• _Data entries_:
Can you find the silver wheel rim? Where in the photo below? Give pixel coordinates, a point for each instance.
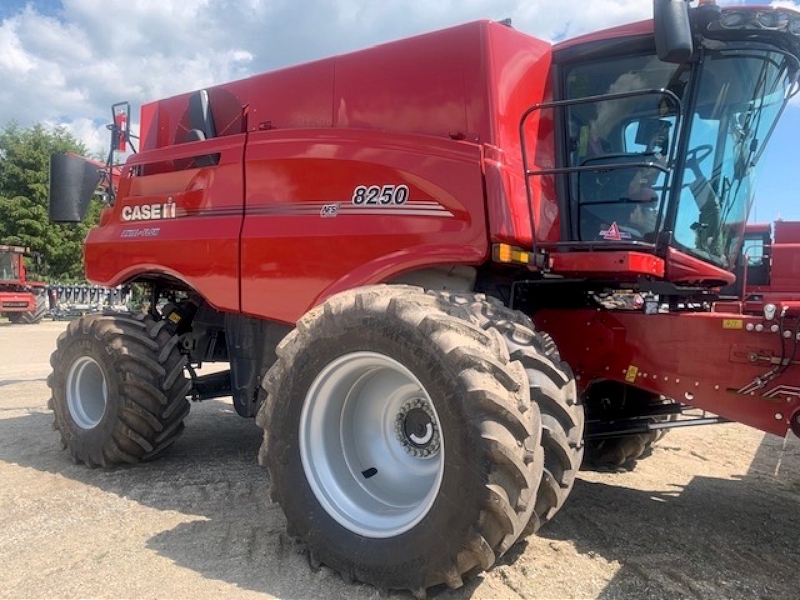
(87, 393)
(371, 445)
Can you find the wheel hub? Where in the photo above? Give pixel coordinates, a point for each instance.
(87, 393)
(416, 429)
(371, 444)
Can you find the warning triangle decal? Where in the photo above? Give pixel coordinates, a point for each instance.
(612, 233)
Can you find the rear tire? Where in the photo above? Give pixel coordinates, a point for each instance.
(118, 389)
(370, 499)
(609, 400)
(553, 390)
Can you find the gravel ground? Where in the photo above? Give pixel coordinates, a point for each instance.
(713, 513)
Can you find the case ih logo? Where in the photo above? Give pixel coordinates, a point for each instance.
(149, 212)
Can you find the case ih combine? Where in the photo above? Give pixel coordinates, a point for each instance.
(22, 301)
(430, 263)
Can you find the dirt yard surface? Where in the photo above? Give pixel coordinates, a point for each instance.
(713, 513)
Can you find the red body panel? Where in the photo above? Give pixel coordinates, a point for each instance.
(293, 257)
(17, 294)
(297, 141)
(707, 360)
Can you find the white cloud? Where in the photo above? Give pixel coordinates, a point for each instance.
(69, 67)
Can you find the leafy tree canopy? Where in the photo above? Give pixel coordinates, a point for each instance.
(24, 181)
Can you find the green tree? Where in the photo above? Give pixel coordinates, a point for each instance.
(24, 180)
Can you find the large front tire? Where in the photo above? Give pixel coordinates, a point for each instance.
(118, 389)
(400, 439)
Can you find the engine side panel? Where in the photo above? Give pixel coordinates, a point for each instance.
(329, 212)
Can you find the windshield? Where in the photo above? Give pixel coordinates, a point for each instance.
(740, 96)
(648, 154)
(612, 139)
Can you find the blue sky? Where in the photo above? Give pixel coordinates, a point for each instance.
(65, 62)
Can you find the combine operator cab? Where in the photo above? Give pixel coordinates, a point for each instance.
(658, 158)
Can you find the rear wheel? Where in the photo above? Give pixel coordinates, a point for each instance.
(118, 389)
(552, 389)
(612, 401)
(400, 439)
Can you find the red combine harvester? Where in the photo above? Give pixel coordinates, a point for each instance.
(430, 263)
(22, 301)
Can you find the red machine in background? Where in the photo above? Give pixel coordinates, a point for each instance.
(442, 270)
(21, 301)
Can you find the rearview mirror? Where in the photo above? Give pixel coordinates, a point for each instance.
(673, 31)
(73, 181)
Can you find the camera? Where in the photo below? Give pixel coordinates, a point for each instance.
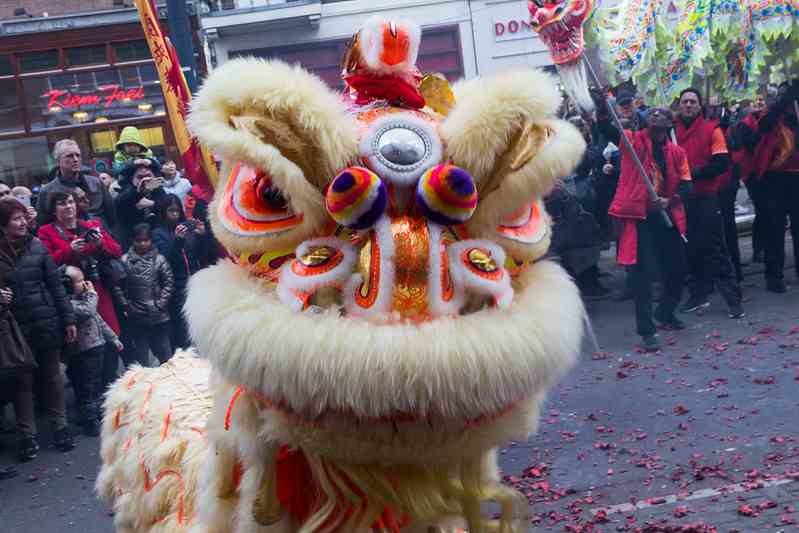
(91, 269)
(93, 235)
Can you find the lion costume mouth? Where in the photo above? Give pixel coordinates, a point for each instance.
(338, 376)
(387, 319)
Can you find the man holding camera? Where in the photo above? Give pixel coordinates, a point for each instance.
(68, 176)
(142, 188)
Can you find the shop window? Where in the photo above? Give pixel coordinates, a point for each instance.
(10, 110)
(130, 76)
(6, 67)
(152, 137)
(24, 161)
(38, 61)
(148, 73)
(106, 77)
(132, 50)
(86, 55)
(62, 81)
(103, 142)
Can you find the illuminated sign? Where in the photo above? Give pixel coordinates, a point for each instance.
(507, 30)
(105, 96)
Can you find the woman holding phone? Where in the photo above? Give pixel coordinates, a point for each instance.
(186, 244)
(84, 244)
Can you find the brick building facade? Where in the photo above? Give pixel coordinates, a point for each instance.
(82, 72)
(38, 8)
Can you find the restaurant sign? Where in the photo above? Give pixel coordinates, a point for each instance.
(104, 97)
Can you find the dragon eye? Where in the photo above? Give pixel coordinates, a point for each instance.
(270, 195)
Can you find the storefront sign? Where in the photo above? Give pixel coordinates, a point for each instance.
(104, 96)
(508, 30)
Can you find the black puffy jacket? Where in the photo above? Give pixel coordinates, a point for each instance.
(40, 303)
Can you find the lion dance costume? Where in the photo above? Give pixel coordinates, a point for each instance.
(385, 322)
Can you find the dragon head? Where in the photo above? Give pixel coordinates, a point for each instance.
(560, 25)
(386, 297)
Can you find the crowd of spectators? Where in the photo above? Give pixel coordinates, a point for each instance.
(93, 274)
(697, 154)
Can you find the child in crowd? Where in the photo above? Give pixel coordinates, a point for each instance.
(129, 148)
(149, 289)
(84, 367)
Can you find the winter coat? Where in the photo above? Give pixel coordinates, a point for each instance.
(148, 287)
(101, 206)
(129, 215)
(58, 240)
(178, 185)
(40, 303)
(129, 135)
(186, 256)
(631, 202)
(93, 331)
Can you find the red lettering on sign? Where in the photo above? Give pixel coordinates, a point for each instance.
(106, 95)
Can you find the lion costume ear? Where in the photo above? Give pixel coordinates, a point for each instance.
(503, 131)
(276, 124)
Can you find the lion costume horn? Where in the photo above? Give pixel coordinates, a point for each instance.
(386, 321)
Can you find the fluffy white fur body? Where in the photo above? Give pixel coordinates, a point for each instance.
(409, 410)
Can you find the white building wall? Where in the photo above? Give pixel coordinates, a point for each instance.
(504, 38)
(494, 34)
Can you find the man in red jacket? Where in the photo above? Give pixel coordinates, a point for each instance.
(708, 256)
(646, 242)
(776, 166)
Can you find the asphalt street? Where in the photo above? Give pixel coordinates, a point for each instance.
(700, 437)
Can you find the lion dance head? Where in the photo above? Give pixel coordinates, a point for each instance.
(387, 318)
(559, 24)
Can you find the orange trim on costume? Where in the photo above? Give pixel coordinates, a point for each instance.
(238, 473)
(309, 270)
(117, 419)
(396, 45)
(526, 229)
(167, 420)
(447, 287)
(233, 399)
(150, 485)
(496, 275)
(240, 220)
(146, 403)
(374, 276)
(398, 418)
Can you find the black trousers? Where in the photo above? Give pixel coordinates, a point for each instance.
(761, 226)
(782, 202)
(708, 259)
(84, 370)
(660, 250)
(727, 203)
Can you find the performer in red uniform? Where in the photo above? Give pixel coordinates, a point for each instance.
(708, 257)
(776, 163)
(645, 241)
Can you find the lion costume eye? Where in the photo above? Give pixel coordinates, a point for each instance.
(252, 205)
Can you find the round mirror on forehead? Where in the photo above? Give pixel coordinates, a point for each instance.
(402, 146)
(399, 147)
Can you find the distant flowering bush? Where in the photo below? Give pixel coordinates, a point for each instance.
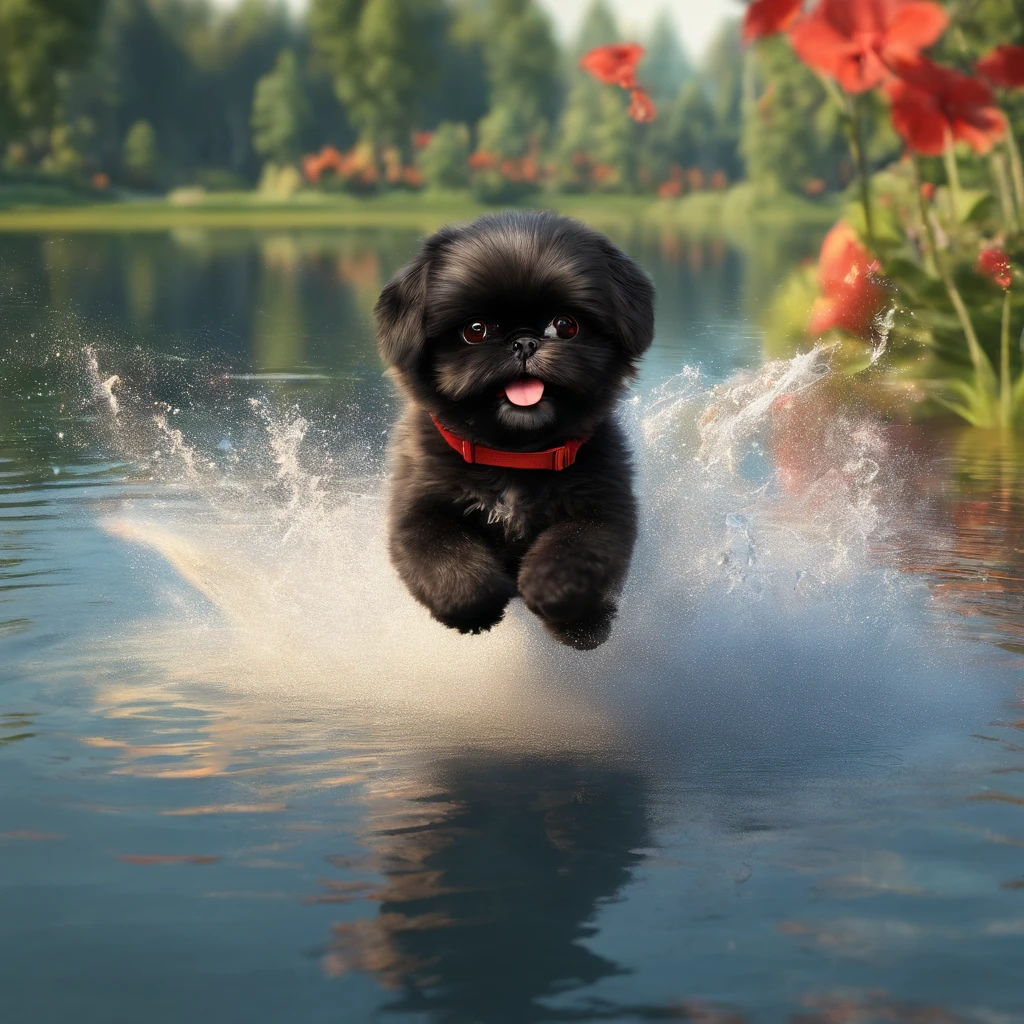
(852, 296)
(994, 264)
(616, 65)
(360, 169)
(916, 242)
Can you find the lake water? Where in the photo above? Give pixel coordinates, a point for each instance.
(245, 777)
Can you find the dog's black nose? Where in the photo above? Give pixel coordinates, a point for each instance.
(524, 347)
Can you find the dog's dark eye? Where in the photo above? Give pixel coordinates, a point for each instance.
(562, 327)
(474, 331)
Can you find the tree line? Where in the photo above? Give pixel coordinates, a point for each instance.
(369, 94)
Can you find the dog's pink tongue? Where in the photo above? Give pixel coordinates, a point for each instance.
(525, 392)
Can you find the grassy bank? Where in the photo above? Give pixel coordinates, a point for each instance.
(731, 213)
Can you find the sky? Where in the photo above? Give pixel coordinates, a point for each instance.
(697, 20)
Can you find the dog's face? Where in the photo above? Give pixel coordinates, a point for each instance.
(518, 330)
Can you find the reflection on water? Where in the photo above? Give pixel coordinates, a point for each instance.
(972, 549)
(492, 877)
(244, 777)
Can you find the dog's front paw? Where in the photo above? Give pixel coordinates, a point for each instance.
(474, 606)
(585, 634)
(563, 590)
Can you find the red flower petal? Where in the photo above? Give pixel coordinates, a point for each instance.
(857, 41)
(852, 297)
(765, 17)
(613, 65)
(915, 26)
(994, 264)
(1004, 66)
(930, 102)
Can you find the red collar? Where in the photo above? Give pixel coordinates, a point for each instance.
(557, 458)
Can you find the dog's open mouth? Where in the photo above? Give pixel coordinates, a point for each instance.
(528, 391)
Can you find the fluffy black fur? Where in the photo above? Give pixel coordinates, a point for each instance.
(466, 539)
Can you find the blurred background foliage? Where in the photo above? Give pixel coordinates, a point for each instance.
(154, 94)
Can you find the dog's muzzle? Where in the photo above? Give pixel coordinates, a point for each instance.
(523, 344)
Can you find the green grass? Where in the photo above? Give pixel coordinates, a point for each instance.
(40, 209)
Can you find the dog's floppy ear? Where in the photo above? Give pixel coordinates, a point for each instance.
(401, 307)
(632, 298)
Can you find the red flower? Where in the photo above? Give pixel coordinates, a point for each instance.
(765, 17)
(994, 264)
(857, 41)
(852, 295)
(482, 161)
(931, 103)
(641, 107)
(1005, 66)
(613, 65)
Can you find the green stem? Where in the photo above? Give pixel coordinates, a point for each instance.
(1003, 183)
(860, 156)
(1006, 385)
(1015, 167)
(984, 374)
(952, 176)
(853, 122)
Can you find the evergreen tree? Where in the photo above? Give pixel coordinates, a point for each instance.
(40, 41)
(521, 60)
(666, 66)
(140, 156)
(280, 111)
(442, 161)
(381, 55)
(722, 75)
(596, 137)
(788, 131)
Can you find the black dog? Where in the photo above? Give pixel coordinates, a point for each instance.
(512, 338)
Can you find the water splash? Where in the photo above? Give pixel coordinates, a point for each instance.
(756, 489)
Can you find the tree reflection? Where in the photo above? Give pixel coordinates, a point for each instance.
(493, 882)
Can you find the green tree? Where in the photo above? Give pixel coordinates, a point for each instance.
(521, 60)
(380, 54)
(666, 66)
(140, 157)
(442, 161)
(596, 138)
(40, 41)
(280, 111)
(791, 132)
(722, 77)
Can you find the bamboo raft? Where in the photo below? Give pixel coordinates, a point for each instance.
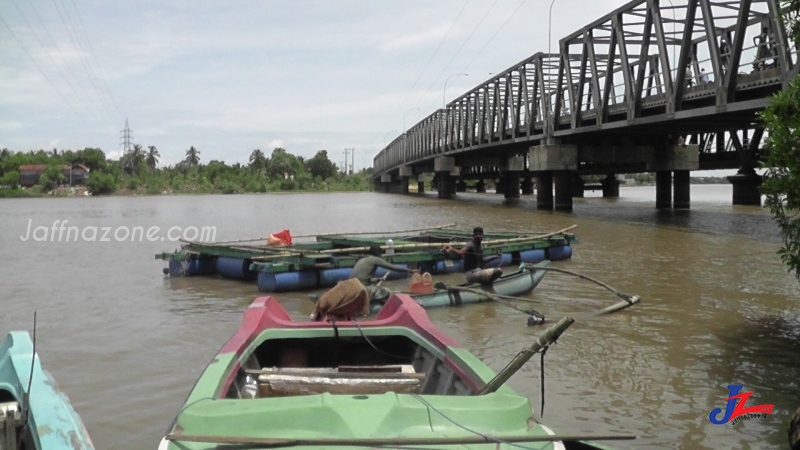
(330, 257)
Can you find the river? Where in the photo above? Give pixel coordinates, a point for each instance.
(718, 308)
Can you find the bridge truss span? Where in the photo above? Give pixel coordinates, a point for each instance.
(647, 76)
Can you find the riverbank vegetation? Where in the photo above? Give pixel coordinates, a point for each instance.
(137, 173)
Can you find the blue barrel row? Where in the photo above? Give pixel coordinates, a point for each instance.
(310, 279)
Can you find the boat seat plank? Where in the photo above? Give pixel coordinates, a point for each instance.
(277, 381)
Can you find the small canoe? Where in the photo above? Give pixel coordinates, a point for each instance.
(34, 412)
(520, 282)
(394, 381)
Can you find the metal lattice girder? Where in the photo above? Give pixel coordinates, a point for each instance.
(649, 67)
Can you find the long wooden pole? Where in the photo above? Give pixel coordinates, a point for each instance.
(548, 337)
(396, 441)
(413, 230)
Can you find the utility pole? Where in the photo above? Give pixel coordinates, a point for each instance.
(127, 136)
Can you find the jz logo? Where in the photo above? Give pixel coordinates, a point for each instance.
(735, 409)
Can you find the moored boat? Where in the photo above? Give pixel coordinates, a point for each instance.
(396, 380)
(518, 283)
(331, 258)
(34, 413)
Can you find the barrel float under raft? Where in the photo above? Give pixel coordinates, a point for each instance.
(557, 253)
(532, 256)
(193, 267)
(393, 274)
(505, 260)
(329, 277)
(449, 266)
(287, 281)
(235, 268)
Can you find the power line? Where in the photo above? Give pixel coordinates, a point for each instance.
(46, 77)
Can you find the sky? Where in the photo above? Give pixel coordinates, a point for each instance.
(230, 77)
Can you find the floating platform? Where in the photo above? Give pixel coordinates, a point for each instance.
(330, 258)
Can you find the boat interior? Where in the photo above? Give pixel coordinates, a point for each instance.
(355, 365)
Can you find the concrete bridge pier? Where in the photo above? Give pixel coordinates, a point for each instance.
(664, 189)
(515, 164)
(577, 186)
(610, 186)
(445, 168)
(563, 180)
(676, 159)
(681, 189)
(527, 186)
(745, 187)
(403, 185)
(556, 163)
(511, 185)
(544, 190)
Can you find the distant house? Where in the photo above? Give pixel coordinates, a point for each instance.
(30, 174)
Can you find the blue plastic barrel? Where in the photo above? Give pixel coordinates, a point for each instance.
(235, 268)
(193, 267)
(449, 266)
(557, 253)
(329, 277)
(532, 256)
(287, 281)
(393, 275)
(504, 261)
(426, 266)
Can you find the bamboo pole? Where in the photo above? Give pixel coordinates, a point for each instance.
(548, 337)
(440, 244)
(390, 441)
(413, 230)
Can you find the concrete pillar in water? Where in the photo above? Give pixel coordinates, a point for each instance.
(664, 189)
(544, 190)
(681, 189)
(512, 184)
(577, 186)
(610, 186)
(745, 187)
(444, 167)
(563, 182)
(404, 185)
(527, 186)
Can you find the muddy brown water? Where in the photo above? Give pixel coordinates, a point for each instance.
(718, 308)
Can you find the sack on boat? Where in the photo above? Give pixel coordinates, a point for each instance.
(483, 276)
(283, 237)
(421, 283)
(349, 298)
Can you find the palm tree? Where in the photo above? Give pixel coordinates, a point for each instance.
(152, 157)
(257, 159)
(192, 156)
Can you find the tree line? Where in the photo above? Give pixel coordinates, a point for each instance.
(137, 172)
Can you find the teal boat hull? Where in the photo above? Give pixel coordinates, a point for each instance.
(52, 423)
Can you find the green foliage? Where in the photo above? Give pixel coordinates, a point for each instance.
(10, 179)
(101, 183)
(782, 178)
(782, 160)
(321, 166)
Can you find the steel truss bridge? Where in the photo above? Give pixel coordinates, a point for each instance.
(665, 87)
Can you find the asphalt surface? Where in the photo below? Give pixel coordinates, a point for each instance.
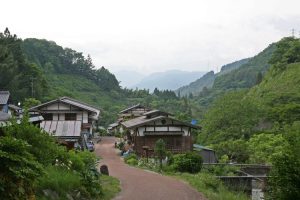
(138, 184)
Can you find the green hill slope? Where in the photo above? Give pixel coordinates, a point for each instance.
(242, 123)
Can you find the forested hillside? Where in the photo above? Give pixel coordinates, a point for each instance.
(54, 71)
(244, 73)
(249, 125)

• _EXERCISE REQUIREMENTS_:
Give back, word for word, the lines from the line that contains "Can you find the teal" through the last line of the records, with no pictures and nothing else.

• _COMPLETED EXERCISE_:
Can you find the teal boat hull? Where in the photo above? Give pixel coordinates, a point for each instance.
(52, 423)
Can you find the green foliage? Where in the photo above? Give pixel coordinates, a point for each instance.
(10, 179)
(101, 183)
(782, 178)
(782, 160)
(321, 166)
Can you find the steel truss bridge? Where in the photo above? Give pixel coordinates, a point for each instance.
(665, 87)
Can you find the asphalt surface? Where in the photo below? Give pixel coordinates, a point for each instance.
(138, 184)
Can you find the green hill slope? Where in the photo above? Give pixel coordinates, a point for each instance.
(242, 123)
Can you find the forested hillside? Where in the photo above? Give pixel coordinates, a point for each instance.
(54, 71)
(244, 73)
(249, 125)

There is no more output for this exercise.